[YOUR INSTRUCTIONS]
Write out all the lines below again with "one marker per instance" swapped for "one point per instance" wherever it occurs, changing nothing else, and leave the pictures out.

[EXTRACTED RECORDS]
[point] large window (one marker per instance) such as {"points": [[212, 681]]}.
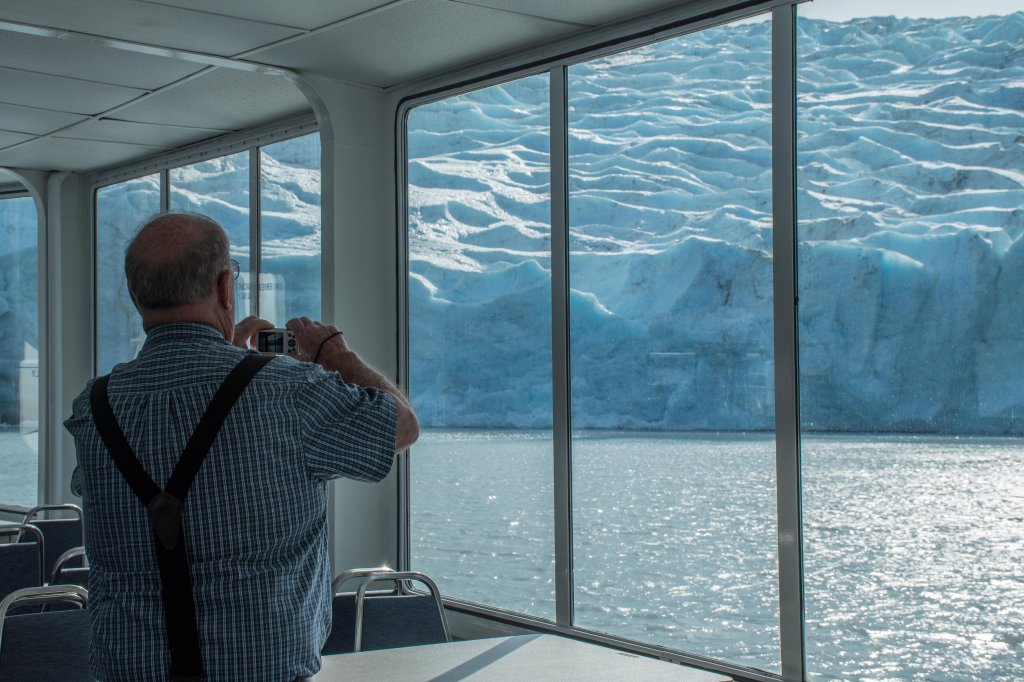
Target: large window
{"points": [[671, 329], [479, 308], [911, 342], [120, 210], [19, 385], [903, 445], [288, 224], [219, 188]]}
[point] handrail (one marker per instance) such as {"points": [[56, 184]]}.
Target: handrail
{"points": [[43, 595], [65, 558], [19, 529], [398, 578], [343, 578], [64, 507]]}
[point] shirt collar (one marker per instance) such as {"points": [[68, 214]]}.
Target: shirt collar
{"points": [[170, 332]]}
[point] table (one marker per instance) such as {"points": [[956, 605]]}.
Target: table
{"points": [[526, 657]]}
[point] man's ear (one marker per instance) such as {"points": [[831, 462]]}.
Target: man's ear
{"points": [[225, 290]]}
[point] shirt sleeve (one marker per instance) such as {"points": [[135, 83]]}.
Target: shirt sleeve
{"points": [[347, 430], [81, 418]]}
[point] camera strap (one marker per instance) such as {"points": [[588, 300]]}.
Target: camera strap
{"points": [[165, 507]]}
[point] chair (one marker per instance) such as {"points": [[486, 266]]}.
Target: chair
{"points": [[60, 534], [403, 619], [342, 637], [65, 573], [22, 562], [51, 646]]}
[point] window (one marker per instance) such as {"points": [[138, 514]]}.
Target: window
{"points": [[290, 244], [479, 309], [901, 455], [19, 384], [219, 188], [911, 339], [672, 347], [121, 209], [289, 226]]}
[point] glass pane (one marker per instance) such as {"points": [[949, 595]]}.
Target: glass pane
{"points": [[479, 308], [911, 339], [219, 188], [19, 389], [672, 348], [290, 206], [121, 210]]}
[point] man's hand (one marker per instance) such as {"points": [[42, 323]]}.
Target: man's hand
{"points": [[315, 339], [245, 331], [310, 337]]}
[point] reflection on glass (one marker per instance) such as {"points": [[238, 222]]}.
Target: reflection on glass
{"points": [[290, 229], [219, 188], [19, 389], [672, 347], [479, 301], [911, 334], [121, 210]]}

[ANSWER]
[point] large window (one point per instance) such as {"points": [[212, 681]]}.
Target: large window
{"points": [[671, 329], [479, 308], [911, 342], [120, 210], [19, 385], [903, 445], [288, 224], [219, 188]]}
[point] handrail (one point per instance) such as {"points": [[56, 184]]}.
Target: handrail
{"points": [[43, 595], [65, 558], [19, 529], [398, 578], [343, 578], [64, 507]]}
[point] shirt collar (one point per instance) such as {"points": [[68, 214]]}.
Target: shirt collar
{"points": [[170, 332]]}
[point] table (one point per instance) such as {"points": [[956, 605]]}.
Target: table
{"points": [[526, 657]]}
[point] man's ear (one point per instance) such as {"points": [[831, 462]]}.
Target: man's ear
{"points": [[225, 290]]}
[point] shirt sleeve (one point per instance) such as {"points": [[135, 83]]}.
Target: shirt sleeve
{"points": [[347, 430], [81, 418]]}
[point] camera strap (one point per instance) such as {"points": [[588, 300]]}.
Target: camera strap
{"points": [[165, 507]]}
[point] chair (one point per instance) such as {"points": [[486, 266]]}.
Target: chair
{"points": [[60, 534], [403, 619], [342, 637], [65, 573], [22, 562], [51, 646]]}
[point] window (one point per instance) such as {"points": [[138, 514]]}.
Target: window
{"points": [[290, 244], [479, 309], [901, 455], [19, 384], [219, 188], [911, 339], [672, 347], [121, 209], [289, 226]]}
[point] glass pane (one point per instance) such as {"points": [[949, 595]]}.
Target: glass pane
{"points": [[479, 308], [911, 339], [219, 188], [19, 389], [672, 348], [290, 206], [121, 210]]}
[point] man's hand (one point per instance) such as {"points": [[42, 323]]}.
Target: man's hand
{"points": [[315, 339], [245, 331], [310, 337]]}
[point] reflection on glass (one point per instance) such as {"points": [[238, 222]]}.
Target: reflection on glass
{"points": [[290, 229], [219, 188], [19, 389], [672, 347], [479, 301], [911, 334], [121, 210]]}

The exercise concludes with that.